#### Required task
Convert the data into a numbered list, beginning at the line that contains "shown in [146,31]." and stopping after the final line of the data. Omit any blank lines, and leave the pictures out.

#### Extracted records
- - - -
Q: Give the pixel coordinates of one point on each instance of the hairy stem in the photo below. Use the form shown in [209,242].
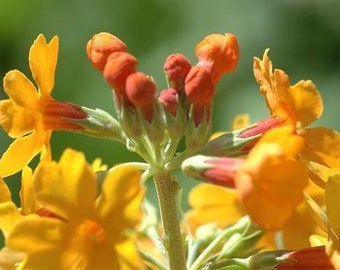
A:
[167,188]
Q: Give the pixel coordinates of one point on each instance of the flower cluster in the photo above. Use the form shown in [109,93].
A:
[271,197]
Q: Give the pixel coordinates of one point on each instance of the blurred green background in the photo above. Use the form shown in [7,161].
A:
[304,37]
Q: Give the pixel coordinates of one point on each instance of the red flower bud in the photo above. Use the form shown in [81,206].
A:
[101,46]
[313,258]
[176,68]
[223,172]
[218,54]
[141,91]
[199,87]
[168,99]
[118,67]
[200,90]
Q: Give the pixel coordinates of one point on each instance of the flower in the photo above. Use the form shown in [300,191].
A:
[31,114]
[298,105]
[269,183]
[91,233]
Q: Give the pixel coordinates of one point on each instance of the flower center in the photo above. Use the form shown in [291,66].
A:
[92,232]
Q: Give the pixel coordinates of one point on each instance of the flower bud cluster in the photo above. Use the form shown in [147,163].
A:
[183,110]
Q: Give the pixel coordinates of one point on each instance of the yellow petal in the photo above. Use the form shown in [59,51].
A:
[20,153]
[43,60]
[285,137]
[333,201]
[28,201]
[296,233]
[17,121]
[5,193]
[20,89]
[9,216]
[307,102]
[274,86]
[322,146]
[67,187]
[123,210]
[212,203]
[40,238]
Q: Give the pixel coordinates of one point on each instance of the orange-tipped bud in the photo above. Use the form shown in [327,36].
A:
[118,67]
[141,91]
[100,46]
[199,87]
[168,99]
[218,54]
[176,68]
[313,258]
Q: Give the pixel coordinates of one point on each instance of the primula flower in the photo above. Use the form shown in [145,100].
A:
[269,183]
[298,105]
[91,233]
[31,114]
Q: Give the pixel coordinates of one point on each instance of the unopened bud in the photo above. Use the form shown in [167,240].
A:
[176,68]
[219,171]
[199,90]
[100,46]
[218,54]
[141,91]
[118,67]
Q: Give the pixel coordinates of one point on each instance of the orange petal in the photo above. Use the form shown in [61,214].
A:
[20,153]
[17,121]
[322,146]
[5,193]
[20,89]
[123,180]
[43,61]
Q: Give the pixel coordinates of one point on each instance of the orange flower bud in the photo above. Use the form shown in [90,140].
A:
[218,54]
[141,91]
[101,46]
[199,87]
[223,171]
[168,99]
[176,68]
[308,258]
[118,67]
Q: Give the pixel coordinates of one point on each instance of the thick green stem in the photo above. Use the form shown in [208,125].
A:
[167,188]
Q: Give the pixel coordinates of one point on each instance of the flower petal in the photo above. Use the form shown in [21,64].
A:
[40,239]
[125,207]
[5,193]
[43,61]
[16,121]
[212,203]
[28,201]
[322,146]
[20,89]
[307,102]
[66,187]
[20,153]
[332,201]
[9,216]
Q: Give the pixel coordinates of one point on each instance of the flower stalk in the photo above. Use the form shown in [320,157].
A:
[167,189]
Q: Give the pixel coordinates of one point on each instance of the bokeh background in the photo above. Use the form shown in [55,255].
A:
[303,35]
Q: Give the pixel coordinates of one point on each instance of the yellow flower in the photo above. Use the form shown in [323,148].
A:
[269,187]
[298,105]
[31,113]
[85,232]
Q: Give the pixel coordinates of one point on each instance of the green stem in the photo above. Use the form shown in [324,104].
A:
[167,188]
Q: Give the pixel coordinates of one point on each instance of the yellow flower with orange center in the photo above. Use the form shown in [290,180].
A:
[299,105]
[31,113]
[85,231]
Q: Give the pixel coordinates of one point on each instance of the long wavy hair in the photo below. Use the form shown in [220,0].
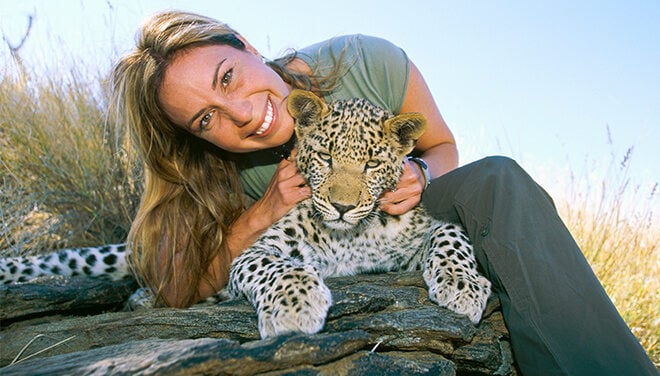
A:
[191,192]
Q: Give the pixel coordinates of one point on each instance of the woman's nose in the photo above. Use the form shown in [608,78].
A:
[239,112]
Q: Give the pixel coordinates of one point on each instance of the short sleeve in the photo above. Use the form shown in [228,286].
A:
[373,68]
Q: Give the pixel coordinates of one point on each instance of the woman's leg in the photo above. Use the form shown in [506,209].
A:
[559,317]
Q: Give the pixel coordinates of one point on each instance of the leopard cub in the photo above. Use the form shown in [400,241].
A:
[350,152]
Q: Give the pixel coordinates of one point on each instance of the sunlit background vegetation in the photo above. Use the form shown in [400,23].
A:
[66,180]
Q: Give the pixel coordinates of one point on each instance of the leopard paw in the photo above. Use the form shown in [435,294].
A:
[298,302]
[466,295]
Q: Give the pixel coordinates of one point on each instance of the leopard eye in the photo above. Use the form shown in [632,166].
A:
[325,157]
[372,164]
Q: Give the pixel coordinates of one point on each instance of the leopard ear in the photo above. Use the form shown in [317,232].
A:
[405,129]
[305,107]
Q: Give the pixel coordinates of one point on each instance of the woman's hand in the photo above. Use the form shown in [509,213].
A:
[408,192]
[285,190]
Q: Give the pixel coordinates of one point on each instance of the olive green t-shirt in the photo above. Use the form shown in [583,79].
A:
[375,69]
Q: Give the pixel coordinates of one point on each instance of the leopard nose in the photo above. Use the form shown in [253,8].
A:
[342,209]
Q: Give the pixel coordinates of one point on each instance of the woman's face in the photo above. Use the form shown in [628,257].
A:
[228,97]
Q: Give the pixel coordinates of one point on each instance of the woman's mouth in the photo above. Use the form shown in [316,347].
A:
[268,120]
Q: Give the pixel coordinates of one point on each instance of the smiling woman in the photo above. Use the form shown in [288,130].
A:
[233,100]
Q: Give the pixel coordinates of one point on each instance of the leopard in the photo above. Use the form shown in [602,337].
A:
[106,261]
[350,152]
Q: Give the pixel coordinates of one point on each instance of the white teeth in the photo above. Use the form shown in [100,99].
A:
[267,120]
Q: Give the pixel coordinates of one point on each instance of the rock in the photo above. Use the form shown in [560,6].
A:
[380,324]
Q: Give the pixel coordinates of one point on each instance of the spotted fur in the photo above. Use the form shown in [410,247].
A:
[108,261]
[349,153]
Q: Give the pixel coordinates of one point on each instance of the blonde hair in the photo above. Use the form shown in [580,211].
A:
[191,189]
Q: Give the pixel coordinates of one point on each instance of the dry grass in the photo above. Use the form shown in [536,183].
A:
[64,180]
[613,221]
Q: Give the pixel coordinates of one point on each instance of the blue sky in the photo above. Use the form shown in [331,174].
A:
[547,83]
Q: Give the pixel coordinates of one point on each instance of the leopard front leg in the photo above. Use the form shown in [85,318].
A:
[288,296]
[450,271]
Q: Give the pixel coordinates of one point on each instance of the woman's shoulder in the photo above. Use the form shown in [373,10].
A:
[352,45]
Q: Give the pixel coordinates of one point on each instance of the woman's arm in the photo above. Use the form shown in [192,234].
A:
[436,146]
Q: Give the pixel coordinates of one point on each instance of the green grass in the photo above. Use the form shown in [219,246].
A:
[65,181]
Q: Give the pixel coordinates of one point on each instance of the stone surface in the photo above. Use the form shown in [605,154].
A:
[380,324]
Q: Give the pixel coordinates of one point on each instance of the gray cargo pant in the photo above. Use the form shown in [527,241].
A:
[559,317]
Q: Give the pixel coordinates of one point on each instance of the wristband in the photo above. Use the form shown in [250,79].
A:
[425,169]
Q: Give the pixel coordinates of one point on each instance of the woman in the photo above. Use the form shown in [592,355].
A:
[208,116]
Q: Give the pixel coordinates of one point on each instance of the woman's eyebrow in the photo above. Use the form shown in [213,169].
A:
[214,84]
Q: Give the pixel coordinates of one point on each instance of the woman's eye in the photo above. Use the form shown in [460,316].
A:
[226,78]
[206,120]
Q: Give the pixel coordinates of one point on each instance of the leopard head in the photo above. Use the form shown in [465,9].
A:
[350,152]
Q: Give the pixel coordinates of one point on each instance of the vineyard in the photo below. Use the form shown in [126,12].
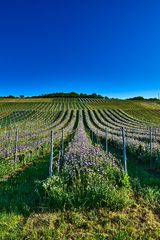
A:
[66,154]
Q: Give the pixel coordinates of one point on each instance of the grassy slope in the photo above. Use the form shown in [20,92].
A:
[22,217]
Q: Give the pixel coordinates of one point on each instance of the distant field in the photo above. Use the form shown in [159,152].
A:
[104,158]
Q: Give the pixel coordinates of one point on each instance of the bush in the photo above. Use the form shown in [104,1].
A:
[89,190]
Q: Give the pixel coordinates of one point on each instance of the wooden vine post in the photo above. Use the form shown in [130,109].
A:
[16,145]
[106,136]
[124,150]
[51,155]
[151,153]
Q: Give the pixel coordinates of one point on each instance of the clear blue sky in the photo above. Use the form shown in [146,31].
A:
[110,47]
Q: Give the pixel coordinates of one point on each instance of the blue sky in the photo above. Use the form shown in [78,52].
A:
[108,47]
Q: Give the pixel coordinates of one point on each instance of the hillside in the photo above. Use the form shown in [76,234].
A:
[63,172]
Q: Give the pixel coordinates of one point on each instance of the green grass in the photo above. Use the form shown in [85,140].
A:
[119,207]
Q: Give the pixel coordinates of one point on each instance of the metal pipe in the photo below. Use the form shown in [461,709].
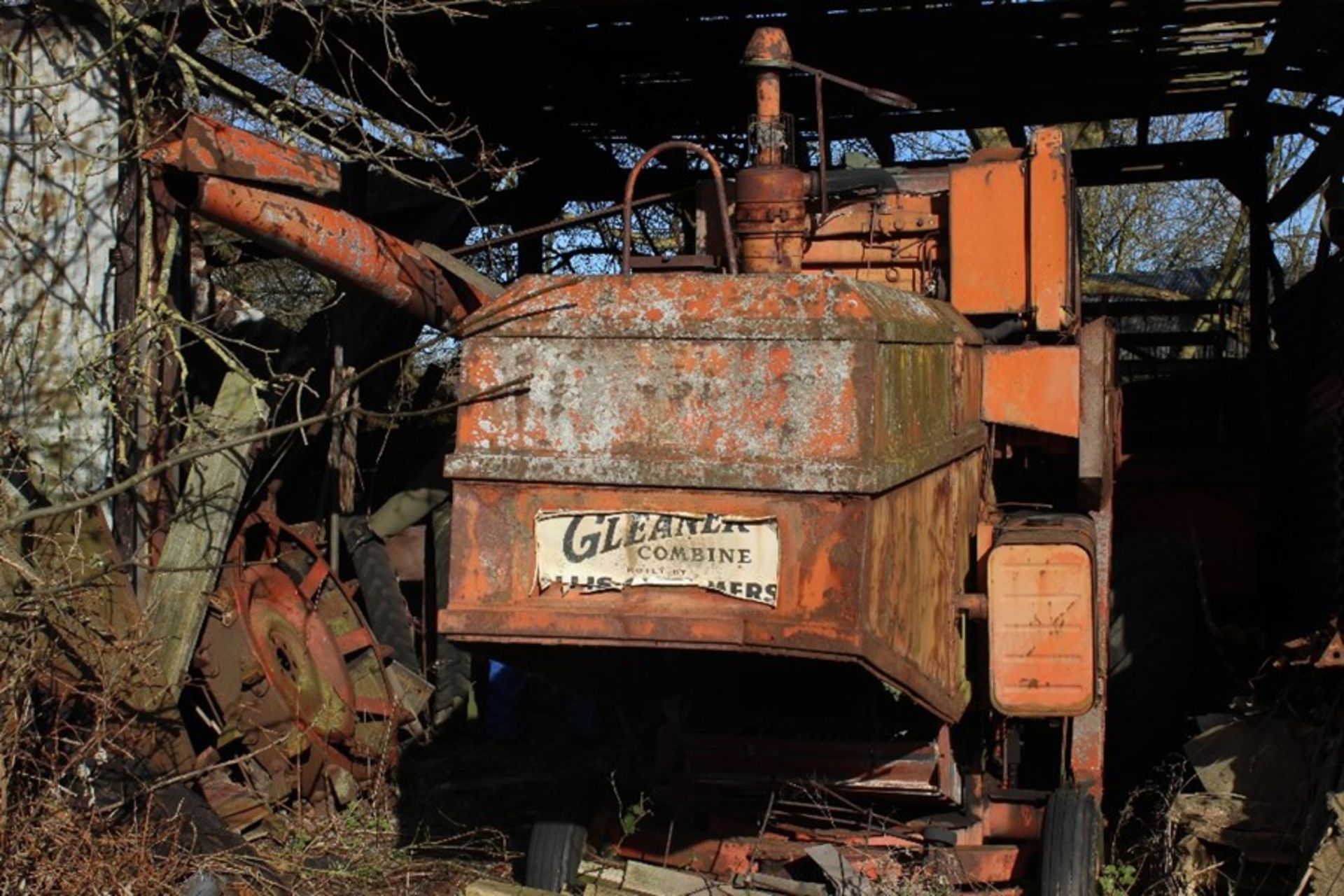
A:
[823,148]
[718,188]
[210,147]
[335,244]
- - - -
#### In response
1. Q: Give the pixel coordinates of one point on each instance of the clear blue sky in the photo above. Use the form shown in [146,31].
2. A:
3. [110,47]
4. Q: Give the pixel coordinates of one point on each instance of the blue sky in the photo above. Use the form shown in [78,52].
5. A:
6. [108,47]
7. Q: Give the pixel coordinates of one point on each instance of the hillside in the photo above. Use the form shown in [76,234].
8. A:
9. [63,172]
10. Q: Give the pixel coordinates of one point on each instance of the green grass in the photo above. Use the form shown in [85,140].
11. A:
12. [119,207]
13. Q: Give the pixel coordinates of one point on each instance of the metal pipe in the photo below. Use the form shown in [461,709].
14. A:
15. [823,148]
16. [718,188]
17. [210,147]
18. [335,244]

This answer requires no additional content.